Referring expression data:
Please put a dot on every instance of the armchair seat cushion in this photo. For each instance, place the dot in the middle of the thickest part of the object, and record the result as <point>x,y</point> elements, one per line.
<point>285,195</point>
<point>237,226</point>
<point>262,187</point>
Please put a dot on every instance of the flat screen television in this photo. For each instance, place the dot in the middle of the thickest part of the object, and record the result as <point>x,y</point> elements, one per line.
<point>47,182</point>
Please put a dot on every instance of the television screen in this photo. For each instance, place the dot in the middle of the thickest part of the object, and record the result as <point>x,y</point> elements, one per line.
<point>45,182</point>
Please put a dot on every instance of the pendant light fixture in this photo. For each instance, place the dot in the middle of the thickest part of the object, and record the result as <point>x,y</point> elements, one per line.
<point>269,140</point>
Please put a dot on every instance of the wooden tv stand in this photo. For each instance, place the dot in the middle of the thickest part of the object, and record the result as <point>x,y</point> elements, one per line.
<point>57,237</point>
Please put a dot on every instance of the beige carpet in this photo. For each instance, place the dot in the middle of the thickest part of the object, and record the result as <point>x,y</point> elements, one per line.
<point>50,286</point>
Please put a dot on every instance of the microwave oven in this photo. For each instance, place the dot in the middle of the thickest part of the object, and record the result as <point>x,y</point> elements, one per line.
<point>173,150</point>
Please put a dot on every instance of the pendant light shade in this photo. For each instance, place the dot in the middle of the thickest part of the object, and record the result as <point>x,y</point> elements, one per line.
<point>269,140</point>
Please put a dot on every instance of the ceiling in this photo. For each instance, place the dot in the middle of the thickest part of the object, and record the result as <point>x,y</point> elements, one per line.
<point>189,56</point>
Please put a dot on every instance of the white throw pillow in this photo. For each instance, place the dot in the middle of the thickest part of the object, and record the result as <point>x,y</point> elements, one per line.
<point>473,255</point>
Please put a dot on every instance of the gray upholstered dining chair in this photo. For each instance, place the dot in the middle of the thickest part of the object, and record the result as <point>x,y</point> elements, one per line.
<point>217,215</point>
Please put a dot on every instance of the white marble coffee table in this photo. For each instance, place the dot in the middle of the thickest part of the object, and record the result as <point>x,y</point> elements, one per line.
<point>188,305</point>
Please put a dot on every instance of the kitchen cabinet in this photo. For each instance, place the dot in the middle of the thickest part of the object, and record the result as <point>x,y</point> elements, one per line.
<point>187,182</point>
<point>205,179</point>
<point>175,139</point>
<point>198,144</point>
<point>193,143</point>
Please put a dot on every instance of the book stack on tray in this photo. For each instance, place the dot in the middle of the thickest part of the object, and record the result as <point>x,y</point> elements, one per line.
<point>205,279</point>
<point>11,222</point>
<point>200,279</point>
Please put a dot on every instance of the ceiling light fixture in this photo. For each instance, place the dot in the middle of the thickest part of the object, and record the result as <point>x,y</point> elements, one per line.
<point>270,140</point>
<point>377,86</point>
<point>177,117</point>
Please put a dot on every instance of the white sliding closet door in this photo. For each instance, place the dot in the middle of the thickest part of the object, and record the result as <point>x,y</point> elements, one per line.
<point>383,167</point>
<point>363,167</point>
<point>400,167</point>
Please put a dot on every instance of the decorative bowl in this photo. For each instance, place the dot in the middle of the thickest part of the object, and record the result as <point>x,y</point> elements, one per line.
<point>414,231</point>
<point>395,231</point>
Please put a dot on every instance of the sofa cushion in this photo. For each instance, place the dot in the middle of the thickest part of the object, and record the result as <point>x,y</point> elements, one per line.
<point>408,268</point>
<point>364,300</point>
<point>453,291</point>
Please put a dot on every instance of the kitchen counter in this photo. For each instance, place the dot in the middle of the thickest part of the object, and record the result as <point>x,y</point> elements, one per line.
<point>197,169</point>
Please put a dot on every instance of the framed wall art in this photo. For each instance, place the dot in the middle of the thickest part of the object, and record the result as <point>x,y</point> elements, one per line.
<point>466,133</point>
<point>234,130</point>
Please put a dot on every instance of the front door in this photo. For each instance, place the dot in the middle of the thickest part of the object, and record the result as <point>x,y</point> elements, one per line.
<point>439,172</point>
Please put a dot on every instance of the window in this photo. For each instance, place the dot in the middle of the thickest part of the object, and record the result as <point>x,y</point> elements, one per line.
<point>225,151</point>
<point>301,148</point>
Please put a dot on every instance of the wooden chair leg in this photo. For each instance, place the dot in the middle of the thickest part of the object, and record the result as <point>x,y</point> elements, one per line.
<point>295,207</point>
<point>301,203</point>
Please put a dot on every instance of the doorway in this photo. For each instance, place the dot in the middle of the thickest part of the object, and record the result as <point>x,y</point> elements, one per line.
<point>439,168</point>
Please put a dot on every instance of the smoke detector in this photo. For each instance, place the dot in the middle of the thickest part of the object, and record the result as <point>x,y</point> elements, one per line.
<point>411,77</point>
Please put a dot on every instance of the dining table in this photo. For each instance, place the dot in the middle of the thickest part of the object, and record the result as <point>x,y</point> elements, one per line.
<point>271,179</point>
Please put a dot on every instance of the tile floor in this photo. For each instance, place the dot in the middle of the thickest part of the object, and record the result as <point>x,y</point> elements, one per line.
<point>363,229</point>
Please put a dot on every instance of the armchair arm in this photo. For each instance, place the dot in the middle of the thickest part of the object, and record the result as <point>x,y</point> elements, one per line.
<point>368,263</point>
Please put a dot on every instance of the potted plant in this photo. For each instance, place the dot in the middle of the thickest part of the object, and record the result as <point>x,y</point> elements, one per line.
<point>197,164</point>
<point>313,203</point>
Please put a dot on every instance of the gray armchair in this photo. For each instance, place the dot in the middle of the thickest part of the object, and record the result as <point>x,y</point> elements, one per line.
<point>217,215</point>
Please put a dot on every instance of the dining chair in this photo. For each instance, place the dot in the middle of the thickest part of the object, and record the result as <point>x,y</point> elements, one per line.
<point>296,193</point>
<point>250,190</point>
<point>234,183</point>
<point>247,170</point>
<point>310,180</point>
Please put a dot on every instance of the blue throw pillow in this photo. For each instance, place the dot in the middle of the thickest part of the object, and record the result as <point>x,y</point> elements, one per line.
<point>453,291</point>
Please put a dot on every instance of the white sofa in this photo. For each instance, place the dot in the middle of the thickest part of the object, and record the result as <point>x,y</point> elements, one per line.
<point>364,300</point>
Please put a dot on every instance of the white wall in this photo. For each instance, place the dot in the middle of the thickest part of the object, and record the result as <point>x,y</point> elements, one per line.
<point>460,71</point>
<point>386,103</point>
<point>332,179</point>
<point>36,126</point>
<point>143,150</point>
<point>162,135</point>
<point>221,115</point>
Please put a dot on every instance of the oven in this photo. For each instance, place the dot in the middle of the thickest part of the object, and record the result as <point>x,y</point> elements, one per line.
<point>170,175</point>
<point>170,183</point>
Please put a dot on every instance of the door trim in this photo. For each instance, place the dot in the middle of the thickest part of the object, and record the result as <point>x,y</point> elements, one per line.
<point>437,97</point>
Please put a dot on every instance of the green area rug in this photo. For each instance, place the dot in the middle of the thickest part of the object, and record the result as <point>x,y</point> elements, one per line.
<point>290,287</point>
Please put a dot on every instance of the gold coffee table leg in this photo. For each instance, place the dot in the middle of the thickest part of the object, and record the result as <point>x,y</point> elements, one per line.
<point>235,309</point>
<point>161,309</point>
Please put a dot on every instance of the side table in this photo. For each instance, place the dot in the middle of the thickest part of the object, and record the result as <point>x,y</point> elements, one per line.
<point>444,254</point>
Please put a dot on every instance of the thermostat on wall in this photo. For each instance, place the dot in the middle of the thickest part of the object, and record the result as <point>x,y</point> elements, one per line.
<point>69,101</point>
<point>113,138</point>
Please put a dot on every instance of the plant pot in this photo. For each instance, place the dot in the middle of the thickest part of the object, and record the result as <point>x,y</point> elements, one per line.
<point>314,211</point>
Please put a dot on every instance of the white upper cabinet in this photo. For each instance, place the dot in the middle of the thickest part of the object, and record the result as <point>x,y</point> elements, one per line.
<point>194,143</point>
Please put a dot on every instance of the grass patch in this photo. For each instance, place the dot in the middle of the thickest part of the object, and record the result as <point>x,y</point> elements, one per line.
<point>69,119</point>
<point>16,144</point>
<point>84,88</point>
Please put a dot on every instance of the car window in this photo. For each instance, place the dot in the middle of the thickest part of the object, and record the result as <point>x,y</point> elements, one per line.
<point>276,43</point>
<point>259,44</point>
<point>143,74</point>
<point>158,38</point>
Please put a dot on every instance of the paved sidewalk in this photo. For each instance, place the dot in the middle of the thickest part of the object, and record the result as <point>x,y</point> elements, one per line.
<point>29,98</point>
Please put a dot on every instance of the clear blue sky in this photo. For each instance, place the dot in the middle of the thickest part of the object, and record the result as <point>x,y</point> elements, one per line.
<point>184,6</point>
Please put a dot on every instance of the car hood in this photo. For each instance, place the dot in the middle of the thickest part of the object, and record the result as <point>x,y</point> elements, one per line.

■ Your assignment ■
Each line from the one with "Please put a dot on every instance of the white upper" through the end of the entries above is to be returned word for word. Nothing else belongs in the answer.

■ Task result ■
Please put a dot on every instance of the white upper cabinet in this photo. For each instance, place the dot in the middle of the thickest part of the object, and record the result as <point>x,y</point> elements, one per line.
<point>194,143</point>
Please put a dot on every instance of the grass patch in this photo. For each instance, place the dot in the middle of the thickest part of the object, and record the result as <point>x,y</point> elements, one per line.
<point>69,119</point>
<point>16,144</point>
<point>84,88</point>
Please put a dot on every instance of the car window in this photo. For each instance, place the dot in the middle of the thickest part of the object, and record the result as <point>x,y</point> elements, one per line.
<point>276,43</point>
<point>259,44</point>
<point>143,74</point>
<point>158,38</point>
Please put a dot on every instance of the paved sidewalk in this photo. For each instance, place the dot in the middle of the thickest part of the object, and record the result as <point>x,y</point> elements, one per line.
<point>29,98</point>
Please put a dot on every instance of the clear blue sky in this photo. For each instance, place the dot in the middle of the thickest part of the object, and record the result as <point>x,y</point> elements, one per line.
<point>184,6</point>
Please put a dot on every instance of the car hood in this photo. For each instance, place the dot in the middle of the thickest part of the object, and record the result as <point>x,y</point> elements, one per line.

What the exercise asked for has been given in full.